Dataset rows
======

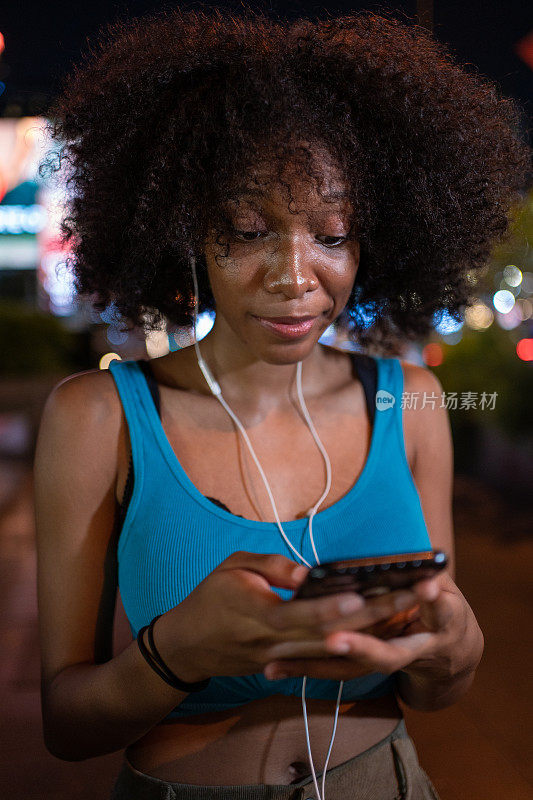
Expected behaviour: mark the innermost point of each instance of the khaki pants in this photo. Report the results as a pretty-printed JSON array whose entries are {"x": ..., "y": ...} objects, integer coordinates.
[{"x": 389, "y": 770}]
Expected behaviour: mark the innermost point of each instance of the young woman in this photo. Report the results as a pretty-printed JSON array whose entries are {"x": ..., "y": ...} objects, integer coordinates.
[{"x": 309, "y": 172}]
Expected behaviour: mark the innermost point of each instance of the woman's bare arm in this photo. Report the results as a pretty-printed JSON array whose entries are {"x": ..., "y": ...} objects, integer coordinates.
[{"x": 88, "y": 709}]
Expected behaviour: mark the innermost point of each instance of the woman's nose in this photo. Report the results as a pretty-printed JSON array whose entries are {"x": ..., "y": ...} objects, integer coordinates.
[{"x": 291, "y": 272}]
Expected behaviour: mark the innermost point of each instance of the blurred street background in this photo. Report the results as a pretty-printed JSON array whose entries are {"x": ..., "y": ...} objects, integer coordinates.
[{"x": 479, "y": 749}]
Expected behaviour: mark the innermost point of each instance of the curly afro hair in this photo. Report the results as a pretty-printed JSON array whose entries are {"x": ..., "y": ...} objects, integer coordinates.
[{"x": 170, "y": 115}]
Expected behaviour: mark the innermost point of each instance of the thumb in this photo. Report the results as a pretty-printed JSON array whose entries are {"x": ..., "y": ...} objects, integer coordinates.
[{"x": 278, "y": 570}]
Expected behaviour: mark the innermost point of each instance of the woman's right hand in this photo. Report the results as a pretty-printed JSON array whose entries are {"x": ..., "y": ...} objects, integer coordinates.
[{"x": 232, "y": 622}]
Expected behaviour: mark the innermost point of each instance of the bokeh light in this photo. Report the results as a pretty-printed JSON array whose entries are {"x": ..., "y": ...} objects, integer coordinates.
[
  {"x": 512, "y": 275},
  {"x": 106, "y": 360},
  {"x": 445, "y": 323},
  {"x": 503, "y": 301}
]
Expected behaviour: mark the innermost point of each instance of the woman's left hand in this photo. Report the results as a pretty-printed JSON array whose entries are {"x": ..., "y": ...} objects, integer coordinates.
[{"x": 445, "y": 641}]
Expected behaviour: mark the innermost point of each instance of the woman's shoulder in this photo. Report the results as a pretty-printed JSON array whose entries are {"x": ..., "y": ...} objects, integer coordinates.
[{"x": 420, "y": 380}]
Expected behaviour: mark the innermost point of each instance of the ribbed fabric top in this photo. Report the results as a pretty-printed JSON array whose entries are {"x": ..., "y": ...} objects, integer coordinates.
[{"x": 172, "y": 536}]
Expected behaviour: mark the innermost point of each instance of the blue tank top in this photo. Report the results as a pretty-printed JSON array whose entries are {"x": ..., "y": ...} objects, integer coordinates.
[{"x": 173, "y": 536}]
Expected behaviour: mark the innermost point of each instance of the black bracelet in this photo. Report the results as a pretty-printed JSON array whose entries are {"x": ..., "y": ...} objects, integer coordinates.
[{"x": 158, "y": 665}]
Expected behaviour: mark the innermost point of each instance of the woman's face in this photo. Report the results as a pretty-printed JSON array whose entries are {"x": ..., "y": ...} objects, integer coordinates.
[{"x": 283, "y": 264}]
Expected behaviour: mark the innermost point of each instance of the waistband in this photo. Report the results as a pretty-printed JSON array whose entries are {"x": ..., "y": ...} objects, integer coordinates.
[{"x": 381, "y": 768}]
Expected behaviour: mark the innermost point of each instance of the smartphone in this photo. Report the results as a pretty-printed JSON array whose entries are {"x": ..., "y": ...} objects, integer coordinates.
[{"x": 374, "y": 576}]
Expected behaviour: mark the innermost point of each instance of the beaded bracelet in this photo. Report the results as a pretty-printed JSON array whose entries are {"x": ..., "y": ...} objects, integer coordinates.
[{"x": 158, "y": 665}]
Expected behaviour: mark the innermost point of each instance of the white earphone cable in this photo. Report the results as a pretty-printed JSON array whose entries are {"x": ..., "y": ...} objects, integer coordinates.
[{"x": 217, "y": 392}]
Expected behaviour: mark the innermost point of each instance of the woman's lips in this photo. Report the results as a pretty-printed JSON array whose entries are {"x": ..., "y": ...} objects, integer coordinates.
[{"x": 288, "y": 330}]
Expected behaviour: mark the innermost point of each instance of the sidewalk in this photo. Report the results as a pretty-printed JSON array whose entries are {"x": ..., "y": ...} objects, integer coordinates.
[{"x": 479, "y": 749}]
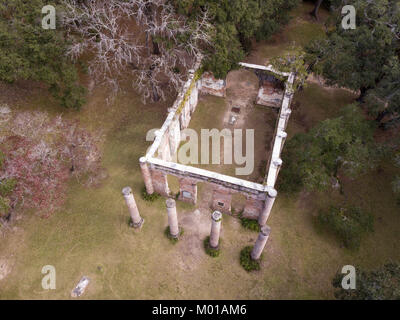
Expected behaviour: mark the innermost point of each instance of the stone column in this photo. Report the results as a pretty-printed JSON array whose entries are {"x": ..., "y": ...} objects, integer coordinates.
[
  {"x": 216, "y": 219},
  {"x": 260, "y": 243},
  {"x": 172, "y": 218},
  {"x": 269, "y": 202},
  {"x": 137, "y": 220},
  {"x": 146, "y": 175}
]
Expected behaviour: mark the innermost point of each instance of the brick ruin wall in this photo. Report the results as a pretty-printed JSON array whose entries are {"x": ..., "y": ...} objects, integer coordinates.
[{"x": 158, "y": 161}]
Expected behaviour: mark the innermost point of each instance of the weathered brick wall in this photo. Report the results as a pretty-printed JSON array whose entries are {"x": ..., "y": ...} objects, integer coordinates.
[{"x": 212, "y": 86}]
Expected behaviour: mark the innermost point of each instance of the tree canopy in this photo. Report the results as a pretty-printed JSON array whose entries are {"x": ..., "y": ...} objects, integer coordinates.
[
  {"x": 28, "y": 52},
  {"x": 313, "y": 159},
  {"x": 365, "y": 59},
  {"x": 237, "y": 22}
]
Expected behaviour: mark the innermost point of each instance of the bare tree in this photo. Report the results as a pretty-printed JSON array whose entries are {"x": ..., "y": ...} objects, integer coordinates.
[{"x": 143, "y": 38}]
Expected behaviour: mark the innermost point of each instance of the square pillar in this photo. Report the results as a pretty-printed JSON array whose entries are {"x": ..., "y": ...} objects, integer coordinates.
[
  {"x": 253, "y": 207},
  {"x": 221, "y": 200},
  {"x": 188, "y": 190},
  {"x": 160, "y": 182}
]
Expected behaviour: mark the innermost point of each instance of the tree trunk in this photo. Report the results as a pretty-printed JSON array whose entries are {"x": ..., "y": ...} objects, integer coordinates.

======

Problem description » Retype all the records shown above, character for character. Omit every picture.

Correct response »
Expected behaviour: mark the innermost point of each instance of the khaki pants in this photo. Report the results as a pretty-printed JSON array whose entries are {"x": ..., "y": ...} objects, integer coordinates.
[{"x": 389, "y": 770}]
Expected behaviour: mark the innermost point of each instance of the young woman in this photo. Report the results as a pretty-printed JSON array whose entries are {"x": ..., "y": ...} objects, integer coordinates.
[{"x": 309, "y": 172}]
Expected behaviour: mark the innermost point of each instance of the woman's bare arm in this photo. Report the results as a pretty-printed JSON array whose entries are {"x": ..., "y": ...} objects, integer coordinates.
[{"x": 88, "y": 709}]
Expected behaviour: mark the innermost point of each instance of the woman's nose in this photo. Report the results as a pretty-printed JSON array whose entries are {"x": ..., "y": ...} objects, integer coordinates.
[{"x": 291, "y": 272}]
Expected behaviour: mark the innermost point of each instance of the blurred street background in this photo. Report the results as a pretty-printed JSON array whose entries are {"x": ..., "y": ...} objects, integer coordinates.
[{"x": 479, "y": 749}]
Expected behaviour: mark the innermost point of each instance of the curly afro hair in this photo. Report the results as a pretty-printed JSON array whose entries are {"x": ..., "y": ...} objects, integer coordinates.
[{"x": 170, "y": 115}]
Expected behaviour: mark the innermost point of each instance of the thumb in this photo. Report the results as a pretty-printed JSON array whose entries are {"x": ..., "y": ...} objects, integer coordinates.
[{"x": 278, "y": 570}]
Expected behaviour: mark the innermost point of each instance of the woman's right hand in this photo. Report the results as a pretty-printed JSON array whose entries are {"x": ..., "y": ...} objects, integer coordinates.
[{"x": 232, "y": 622}]
Expected behaviour: mark the innermost point of each instance of the bokeh light in this photo. Report the results as a pretty-printed JSON array whose entries are {"x": ..., "y": ...} objects, integer coordinates.
[
  {"x": 512, "y": 275},
  {"x": 106, "y": 360},
  {"x": 445, "y": 323},
  {"x": 503, "y": 301}
]
Expected behaviour: mark the innermost point of each instance of the woman's left hand in this photo. Report the results as a pretty-printed JSON array whose entries are {"x": ..., "y": ...} objects, integer coordinates.
[{"x": 445, "y": 641}]
Expected behaviour: mark the innermost point of each instance of the woman's shoulder in this photo. Report the results as a pretty-printed JSON array whose entries are {"x": ..., "y": ...} objects, integer coordinates.
[{"x": 420, "y": 380}]
Expected behaviour: mark the innermost point of each instance of the ribbed fabric top in this photo. Report the results as a pretty-printed JSON array whose entries are {"x": ..., "y": ...} objects, integer coordinates.
[{"x": 172, "y": 536}]
Expected behaviour: mark the innermost point of each instance of the blue tank top in this photo. Report the results as a pretty-printed JSON array whose entries are {"x": ..., "y": ...} objects, integer coordinates.
[{"x": 173, "y": 536}]
Expected behaviour: mark the innermost point of each instance of the black bracelet in this photo. Report the results as a pretty-printed JSON array whose entries are {"x": ..., "y": ...} objects, integer coordinates.
[{"x": 158, "y": 665}]
Expected behaviour: mark the innermost point of each instance of the woman's face in this photo. Report the results as a pretty-printed JSON array whose entries are {"x": ..., "y": ...} objects, integer coordinates.
[{"x": 283, "y": 264}]
Expected behaviour: mark the innermost point of each instance of the waistband in this photo. Report the results as a pretty-printed JSON array whose entries are {"x": ..., "y": ...} objects, integer coordinates.
[{"x": 381, "y": 768}]
Expected behaviour: mark the innermost point of each instance of the smartphone in this photo. Report the results as a pretty-printed JSON array whose entries are {"x": ..., "y": ...} objects, integer coordinates.
[{"x": 374, "y": 576}]
Expected behaviour: mark the innermost point of each instance of the beaded bracelet in this photo. Report the results as a pretty-printed JSON array whose entries are {"x": ..., "y": ...} objects, integer coordinates.
[{"x": 158, "y": 665}]
Expected behaviour: mark the innermost point of each instance of the white earphone cable in this photo. Report the results as a pretty-printed JSON array whose entries are {"x": ..., "y": ...} objects, integer coordinates.
[{"x": 217, "y": 392}]
Expected behaviour: mark the innermost point of each instance of the woman's lips in this photo. Report the results as a pretty-printed JSON array whose entries are {"x": ..., "y": ...} objects, integer coordinates.
[{"x": 288, "y": 330}]
Expected behaviour: mark the innermost point of each instance of the sidewalk in this photo. Report the results as a pretty-printed JSON array whose entries are {"x": ..., "y": ...} objects, integer coordinates.
[{"x": 479, "y": 749}]
Expected behaviour: mark the innermost point of each instance of the stone column in this photo. Report the results as a pretty-printed JSON array whose entries are {"x": ..., "y": ...} objects, integer coordinates.
[
  {"x": 216, "y": 219},
  {"x": 260, "y": 243},
  {"x": 172, "y": 218},
  {"x": 269, "y": 202},
  {"x": 137, "y": 220},
  {"x": 146, "y": 175}
]
Expected behaviour: mark the innermost point of each instance of the brick ruin wall in this photo. Report the results as a pretty-printed JSON array whose entries are {"x": ..., "y": ...} objects, integer coordinates.
[{"x": 158, "y": 161}]
Expected behaviour: mark the innermost point of each instance of the weathered brick wall in this photo. Report the results as a pretty-printed JSON array whose entries are {"x": ..., "y": ...} objects, integer coordinates.
[{"x": 212, "y": 86}]
Expected behaviour: mark the innermost point of each instance of the tree canopy in this photo. Report the results as a pretty-printed JSON array whose entries are {"x": ..., "y": ...} objects, integer coordinates.
[
  {"x": 28, "y": 52},
  {"x": 313, "y": 159},
  {"x": 365, "y": 59},
  {"x": 237, "y": 22}
]
Expected behaviour: mark the innermost point of each instance of the bare tree in this photo. Report the results as a pretty-printed JSON array whose entries are {"x": ..., "y": ...} objects, integer coordinates.
[{"x": 143, "y": 38}]
Expected behaviour: mark the innermost point of each instance of the square pillar in this photo. Report the results as a pretty-printed JSON array whose entries are {"x": ..., "y": ...} objects, integer coordinates.
[
  {"x": 253, "y": 207},
  {"x": 221, "y": 200},
  {"x": 188, "y": 190},
  {"x": 160, "y": 182}
]
Expected behaviour: mark the innermost point of each instance of the tree trunk in this photo. Report the results as a pretty-printed JSON array whose entries are {"x": ..., "y": ...} objects, integer coordinates.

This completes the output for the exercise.